IL-1 beta depresses respiration and anoxic survival via a prostaglandin-dependent pathway in neonatal rats.

IL-1 beta has been proposed to be an important mediator linking infection, apnea, and sudden infant death syndrome. We hypothesized that IL-1 beta acts in this capacity by depressing brainstem respiratory neurons via a prostaglandin-dependent pathway. For studying the effects of IL-1 beta on respiration as well as the mechanism underlying its actions, 7-d-old rats received an initial injection (i.p.) of NaCl or a cyclooxygenase inhibitor (indomethacin, 10 mg/kg) followed by a second injection (i.p.) at 30 min of NaCl, recombinant rat IL-1 beta (10 microg/kg), or lipopolysaccharide (LPS; 100 microg/kg). Respiration during normoxia and in response to anoxia (100% N2) was examined at 60 min after the second injection using flow and barometric plethysmography. Animals given IL-1 beta breathed more slowly and died more often after anoxia. LPS also reduced the rats' ability to autoresuscitate and survive an anoxic challenge. Indomethacin prevented the depressive effects during normoxia and the adverse effects on survival. For investigating drug-induced changes in central respiratory activity, IL- 1 beta (1.0 or 1.25 ng/mL) and prostaglandin E2 (5 or 20 microg/L) was applied to the brainstem-spinal cord preparation of 0- to 4-d-old rats. Whereas IL-1 beta exerted no effect on respiration measured at the C4 ventral root during a 60-min period, prostaglandin E2 reversibly inhibited respiratory activity. These findings suggest that IL-1 beta does not inhibit respiratory neurons directly but may depress breathing and hypoxic defense via a prostaglandin-mediated mechanism.

[PROBLEM SET]
• a. Summarize the IL-1 beta abstract in two sentences.
• b. Answer these questions from the IL-1 beta abstract:
(i) What dose of indomethacin did the rats receive?
(ii) What gas produced the anoxia?
(iii) At which ventral root was respiration measured in the brainstem-spinal cord preparation?
The lines that follow aren't needed for any task here.

[DATA PROVIDED]
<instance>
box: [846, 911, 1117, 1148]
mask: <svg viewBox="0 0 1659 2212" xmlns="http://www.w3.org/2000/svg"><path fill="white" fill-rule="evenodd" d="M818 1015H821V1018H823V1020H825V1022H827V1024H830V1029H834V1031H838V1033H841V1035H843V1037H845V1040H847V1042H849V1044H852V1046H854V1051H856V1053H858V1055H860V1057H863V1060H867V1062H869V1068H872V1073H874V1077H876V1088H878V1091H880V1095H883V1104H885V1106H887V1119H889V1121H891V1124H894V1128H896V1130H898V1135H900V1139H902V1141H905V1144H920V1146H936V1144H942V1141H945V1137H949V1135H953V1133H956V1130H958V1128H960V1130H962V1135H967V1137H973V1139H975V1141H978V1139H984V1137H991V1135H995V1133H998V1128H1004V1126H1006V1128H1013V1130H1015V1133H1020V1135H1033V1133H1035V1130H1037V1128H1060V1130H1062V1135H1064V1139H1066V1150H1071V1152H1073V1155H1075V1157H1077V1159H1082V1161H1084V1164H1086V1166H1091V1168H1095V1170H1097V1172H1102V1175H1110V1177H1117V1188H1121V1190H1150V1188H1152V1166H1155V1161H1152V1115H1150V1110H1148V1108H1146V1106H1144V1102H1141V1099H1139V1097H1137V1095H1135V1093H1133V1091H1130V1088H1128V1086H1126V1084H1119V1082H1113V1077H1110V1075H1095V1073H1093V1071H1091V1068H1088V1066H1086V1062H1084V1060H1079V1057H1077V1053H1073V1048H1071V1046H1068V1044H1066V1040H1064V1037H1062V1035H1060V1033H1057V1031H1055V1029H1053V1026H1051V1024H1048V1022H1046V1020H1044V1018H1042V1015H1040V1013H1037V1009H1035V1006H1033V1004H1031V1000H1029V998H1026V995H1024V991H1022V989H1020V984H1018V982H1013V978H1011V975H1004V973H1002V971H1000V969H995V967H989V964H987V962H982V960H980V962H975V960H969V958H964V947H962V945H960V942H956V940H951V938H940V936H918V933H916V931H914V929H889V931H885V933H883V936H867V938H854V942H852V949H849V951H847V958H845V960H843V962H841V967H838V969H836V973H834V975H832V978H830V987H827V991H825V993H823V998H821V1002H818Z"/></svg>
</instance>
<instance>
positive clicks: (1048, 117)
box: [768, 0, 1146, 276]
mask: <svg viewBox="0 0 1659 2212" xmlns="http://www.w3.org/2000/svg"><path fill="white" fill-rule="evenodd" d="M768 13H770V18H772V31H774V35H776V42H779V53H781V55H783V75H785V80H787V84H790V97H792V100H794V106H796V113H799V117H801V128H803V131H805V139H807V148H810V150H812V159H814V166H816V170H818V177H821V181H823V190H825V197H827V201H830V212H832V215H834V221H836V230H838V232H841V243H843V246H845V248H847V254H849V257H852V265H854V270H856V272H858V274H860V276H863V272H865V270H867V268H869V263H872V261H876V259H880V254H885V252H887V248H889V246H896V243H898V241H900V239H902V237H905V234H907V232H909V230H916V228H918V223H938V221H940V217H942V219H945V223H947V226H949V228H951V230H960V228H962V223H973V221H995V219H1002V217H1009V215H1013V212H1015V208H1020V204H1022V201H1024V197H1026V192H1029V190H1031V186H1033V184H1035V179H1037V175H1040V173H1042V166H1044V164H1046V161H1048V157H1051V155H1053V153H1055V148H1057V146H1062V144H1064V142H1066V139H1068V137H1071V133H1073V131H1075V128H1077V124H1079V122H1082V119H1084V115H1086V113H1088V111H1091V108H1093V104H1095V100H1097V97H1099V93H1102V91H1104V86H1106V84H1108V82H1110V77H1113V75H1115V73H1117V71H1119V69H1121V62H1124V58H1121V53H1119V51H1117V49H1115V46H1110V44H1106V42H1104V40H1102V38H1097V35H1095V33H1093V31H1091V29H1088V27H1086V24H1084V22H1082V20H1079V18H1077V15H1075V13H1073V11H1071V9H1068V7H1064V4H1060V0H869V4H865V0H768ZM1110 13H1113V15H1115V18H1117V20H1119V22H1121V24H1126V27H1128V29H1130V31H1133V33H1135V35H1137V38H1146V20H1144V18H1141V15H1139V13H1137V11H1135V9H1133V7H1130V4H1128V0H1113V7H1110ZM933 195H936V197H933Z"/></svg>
---
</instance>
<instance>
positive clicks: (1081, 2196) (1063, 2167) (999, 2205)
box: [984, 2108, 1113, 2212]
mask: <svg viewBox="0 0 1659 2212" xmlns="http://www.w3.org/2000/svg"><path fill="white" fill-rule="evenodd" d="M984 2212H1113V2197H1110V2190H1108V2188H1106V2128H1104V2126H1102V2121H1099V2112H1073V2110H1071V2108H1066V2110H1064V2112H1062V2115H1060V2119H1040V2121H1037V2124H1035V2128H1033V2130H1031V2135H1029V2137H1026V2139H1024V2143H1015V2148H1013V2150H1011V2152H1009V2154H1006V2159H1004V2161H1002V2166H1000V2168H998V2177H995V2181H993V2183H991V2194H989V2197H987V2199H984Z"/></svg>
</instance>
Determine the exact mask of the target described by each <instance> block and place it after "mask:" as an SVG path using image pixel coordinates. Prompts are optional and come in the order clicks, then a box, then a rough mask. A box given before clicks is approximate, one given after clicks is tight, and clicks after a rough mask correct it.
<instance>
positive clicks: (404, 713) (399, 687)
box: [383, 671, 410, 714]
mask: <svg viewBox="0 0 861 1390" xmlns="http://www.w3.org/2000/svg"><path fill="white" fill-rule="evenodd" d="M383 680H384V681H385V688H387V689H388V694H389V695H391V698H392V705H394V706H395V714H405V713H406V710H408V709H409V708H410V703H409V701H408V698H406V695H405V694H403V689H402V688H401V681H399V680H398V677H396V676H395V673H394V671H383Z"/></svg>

[OUTPUTS FOR THE TASKS]
• a. In 7-day-old rats, injected IL-1 beta slowed breathing and increased death after anoxia, LPS also impaired autoresuscitation and survival, and pretreatment with the cyclooxygenase inhibitor indomethacin prevented the depressive effects during normoxia and the adverse effects on survival. In brainstem-spinal cord preparations, IL-1 beta had no effect on respiratory activity while prostaglandin E2 reversibly inhibited it, suggesting that IL-1 beta does not inhibit respiratory neurons directly but may depress breathing and hypoxic defense through a prostaglandin-mediated mechanism.

• b.
(i) 10 mg/kg
(ii) 100% N2
(iii) C4